_Письменное задание_
Перепишите без изменений из воспоминаний о мадам Блаватской отрезок от слов «Я открыла книгу, которая, не» до слов «рукой для справки.» включительно.

Мадам Блаватская встретила меня тепло и после нескольких слов приветствия заметила: «Я хочу извиниться за столь странное поведение. Сказать по правде, я не хотела, чтобы вы приезжали. У меня всего одна спальня. Я подумала, что вы, может быть, рафинированная дама и не захотите спать со мной в одной комнате. Мой образ жизни может вам не понравиться. Раз вы приехали ко мне, вам придется принять мои условия, которые, возможно, покажутся вам ужасным дискомфортом. Поэтому я отклонила ваше предложение. Но после того, как я опустила письмо, Учитель разговаривал со мной и велел мне передать вам, чтобы вы приехали. Я подчиняюсь каждому слову Учителя. С тех пор я стараюсь придать спальне более жилой вид. Я купила большой экран, который поделит комнату, так что у вас будет своя половина, а у меня своя. И я надеюсь, что вы не будете испытывать неудобств».
Я ответила, что к каким бы условиям жизни я ни привыкла, я от всего откажусь ради удовольствия побыть в ее компании.
Я очень хорошо помню, это было сказано по дороге в столовую, куда мы переходили, чтобы выпить чаю. Она вдруг резко повернулась в мою сторону, как будто что-то крутилось у нее в голове.
— Учитель сказал, что у вас есть книга, которая мне очень нужна.
— Нет, — ответила я. — У меня с собой нет книг.
— Вспомните, — сказала она. — Учитель сказал, что вам было сказано по-шведски привезти книгу по Тарро и Каббале.
Тут я вспомнила про те обстоятельства, о которых говорила выше. С той минуты, как я положила книгу на дно коробки, я про нее напрочь забыла. Я быстро вошла в спальню, отперла чемодан и стала шарить по дну. Я нашла ее в том самом углу, куда положила еще в Швеции, абсолютно целехонькую. Но это еще не все. Когда я вернулась в столовую с книгой, мадам Блаватская махнула рукой и закричала:
— Стойте, пока не открывайте! Теперь откройте десятую страницу и на шестнадцатой строчке найдите слова… — И она процитировала целый абзац.
Я открыла книгу, которая, не забудьте, была не печатным изданием, экземпляр которого мог быть и у мадам Блаватской, а рукописным альбомом, в котором, как я уже говорила, были записки и исследования моего друга, подобранные для меня. На данной странице и в данной строке было слово в слово то, что она цитировала.
Подавая ей книжку, я отважилась спросить, зачем она ей нужна.
— Это, — ответила она, — для «Тайной Доктрины». Это моя новая работа, которую я сейчас пишу. Учитель собирает для меня материал. Он знал, что у вас есть книга, и велел вам ее привезти, чтобы она была под рукой для справки.
Никакой работой в первый вечер мы не занимались, на следующий день я начала понимать, какой образ жизни у Блаватской и какая жизнь предстоит мне, пока я буду жить у нее. <… >
Тихая кабинетная работа продолжалась недолго.
Однажды утром над нами разразилась гроза. Как-то с утренней почтой без всякого предупреждения Блаватская получила копию известного «Доклада Общества психических исследований», составленного Ходжсоном по навету четы Куломбов.

_Извлечённый материал_
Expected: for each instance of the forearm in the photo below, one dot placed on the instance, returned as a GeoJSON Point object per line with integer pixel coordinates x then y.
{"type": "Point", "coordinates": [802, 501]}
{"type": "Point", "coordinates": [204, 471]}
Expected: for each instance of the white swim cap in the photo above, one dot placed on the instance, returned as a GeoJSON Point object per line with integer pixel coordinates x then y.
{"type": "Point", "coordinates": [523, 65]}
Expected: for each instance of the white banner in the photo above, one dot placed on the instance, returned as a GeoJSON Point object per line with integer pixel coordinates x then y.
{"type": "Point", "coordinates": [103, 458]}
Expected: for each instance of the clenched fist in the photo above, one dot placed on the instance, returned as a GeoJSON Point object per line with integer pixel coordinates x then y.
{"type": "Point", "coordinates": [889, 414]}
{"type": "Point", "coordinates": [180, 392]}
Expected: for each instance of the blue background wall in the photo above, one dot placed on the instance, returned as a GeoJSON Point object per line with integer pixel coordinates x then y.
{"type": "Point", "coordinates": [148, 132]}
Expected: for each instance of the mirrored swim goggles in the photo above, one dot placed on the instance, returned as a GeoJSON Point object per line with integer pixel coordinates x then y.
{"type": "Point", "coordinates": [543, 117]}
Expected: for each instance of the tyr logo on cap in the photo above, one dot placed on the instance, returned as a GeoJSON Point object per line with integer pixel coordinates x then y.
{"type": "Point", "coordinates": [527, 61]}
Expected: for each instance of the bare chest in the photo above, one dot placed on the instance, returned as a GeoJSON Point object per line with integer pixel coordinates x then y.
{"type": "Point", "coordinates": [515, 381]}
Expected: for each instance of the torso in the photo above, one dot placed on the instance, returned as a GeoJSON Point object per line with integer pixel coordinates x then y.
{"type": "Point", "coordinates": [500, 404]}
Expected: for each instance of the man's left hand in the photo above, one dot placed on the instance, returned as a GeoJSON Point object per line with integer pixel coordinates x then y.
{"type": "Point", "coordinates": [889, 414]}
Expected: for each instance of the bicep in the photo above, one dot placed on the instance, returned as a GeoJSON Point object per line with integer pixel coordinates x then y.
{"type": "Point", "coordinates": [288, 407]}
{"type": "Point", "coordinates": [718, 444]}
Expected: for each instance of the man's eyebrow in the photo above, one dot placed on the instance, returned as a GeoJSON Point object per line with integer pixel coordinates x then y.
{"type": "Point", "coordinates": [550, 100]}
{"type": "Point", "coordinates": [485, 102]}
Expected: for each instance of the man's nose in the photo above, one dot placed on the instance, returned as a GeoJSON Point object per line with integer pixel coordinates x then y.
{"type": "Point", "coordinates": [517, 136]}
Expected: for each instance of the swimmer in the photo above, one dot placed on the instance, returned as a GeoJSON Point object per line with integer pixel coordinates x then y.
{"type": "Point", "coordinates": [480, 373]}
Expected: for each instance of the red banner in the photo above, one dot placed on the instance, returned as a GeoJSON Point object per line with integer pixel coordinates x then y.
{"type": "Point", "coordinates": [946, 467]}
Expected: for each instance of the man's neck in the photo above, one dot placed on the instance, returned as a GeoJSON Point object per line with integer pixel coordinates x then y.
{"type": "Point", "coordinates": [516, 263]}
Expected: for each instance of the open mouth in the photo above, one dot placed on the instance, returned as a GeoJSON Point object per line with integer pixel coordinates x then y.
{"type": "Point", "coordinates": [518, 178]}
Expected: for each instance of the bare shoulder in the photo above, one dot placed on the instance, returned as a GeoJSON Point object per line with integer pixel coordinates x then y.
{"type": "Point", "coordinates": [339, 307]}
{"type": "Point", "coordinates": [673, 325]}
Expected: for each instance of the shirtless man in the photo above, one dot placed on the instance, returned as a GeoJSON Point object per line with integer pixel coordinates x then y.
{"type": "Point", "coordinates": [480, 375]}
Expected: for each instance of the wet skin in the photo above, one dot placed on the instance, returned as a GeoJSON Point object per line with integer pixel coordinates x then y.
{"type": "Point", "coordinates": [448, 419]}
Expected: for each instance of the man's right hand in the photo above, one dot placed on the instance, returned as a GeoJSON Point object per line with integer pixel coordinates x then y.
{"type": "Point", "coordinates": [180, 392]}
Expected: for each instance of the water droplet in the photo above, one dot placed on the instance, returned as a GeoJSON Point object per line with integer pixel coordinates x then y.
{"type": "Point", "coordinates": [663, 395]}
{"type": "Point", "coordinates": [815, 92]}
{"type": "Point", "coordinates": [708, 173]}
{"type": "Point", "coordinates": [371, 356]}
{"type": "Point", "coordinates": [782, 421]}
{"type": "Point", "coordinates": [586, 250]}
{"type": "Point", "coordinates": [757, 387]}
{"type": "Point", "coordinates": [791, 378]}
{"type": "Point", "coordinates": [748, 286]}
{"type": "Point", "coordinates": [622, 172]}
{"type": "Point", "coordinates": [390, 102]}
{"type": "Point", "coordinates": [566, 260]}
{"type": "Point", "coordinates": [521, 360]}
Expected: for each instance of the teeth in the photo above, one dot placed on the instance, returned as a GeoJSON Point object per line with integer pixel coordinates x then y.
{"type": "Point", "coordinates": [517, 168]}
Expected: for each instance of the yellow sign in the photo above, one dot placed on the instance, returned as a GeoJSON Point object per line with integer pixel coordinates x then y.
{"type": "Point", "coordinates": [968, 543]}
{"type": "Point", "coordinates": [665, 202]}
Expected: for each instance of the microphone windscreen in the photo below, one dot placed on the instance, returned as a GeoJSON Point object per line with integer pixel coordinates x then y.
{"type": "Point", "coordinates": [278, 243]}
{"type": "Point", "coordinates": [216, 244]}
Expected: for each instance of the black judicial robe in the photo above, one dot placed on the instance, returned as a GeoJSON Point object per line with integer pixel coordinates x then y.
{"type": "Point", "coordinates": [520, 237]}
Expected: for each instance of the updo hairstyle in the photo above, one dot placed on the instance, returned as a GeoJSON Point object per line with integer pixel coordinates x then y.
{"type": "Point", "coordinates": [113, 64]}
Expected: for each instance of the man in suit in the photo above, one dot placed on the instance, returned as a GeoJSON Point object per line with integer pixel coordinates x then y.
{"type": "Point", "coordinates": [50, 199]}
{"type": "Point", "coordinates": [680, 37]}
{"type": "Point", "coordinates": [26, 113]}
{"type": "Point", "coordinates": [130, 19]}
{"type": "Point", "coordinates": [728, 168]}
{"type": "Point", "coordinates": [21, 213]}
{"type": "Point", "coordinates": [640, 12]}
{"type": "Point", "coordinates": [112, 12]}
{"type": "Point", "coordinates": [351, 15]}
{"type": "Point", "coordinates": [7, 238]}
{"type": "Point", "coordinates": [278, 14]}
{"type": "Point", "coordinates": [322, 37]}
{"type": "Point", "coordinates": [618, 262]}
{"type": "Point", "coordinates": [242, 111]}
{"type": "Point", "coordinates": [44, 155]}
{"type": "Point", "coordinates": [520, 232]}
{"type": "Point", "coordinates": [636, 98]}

_Полученный результат_
Я открыла книгу, которая, не забудьте, была не печатным изданием, экземпляр которого мог быть и у мадам Блаватской, а рукописным альбомом, в котором, как я уже говорила, были записки и исследования моего друга, подобранные для меня. На данной странице и в данной строке было слово в слово то, что она цитировала.
Подавая ей книжку, я отважилась спросить, зачем она ей нужна.
— Это, — ответила она, — для «Тайной Доктрины». Это моя новая работа, которую я сейчас пишу. Учитель собирает для меня материал. Он знал, что у вас есть книга, и велел вам ее привезти, чтобы она была под рукой для справки.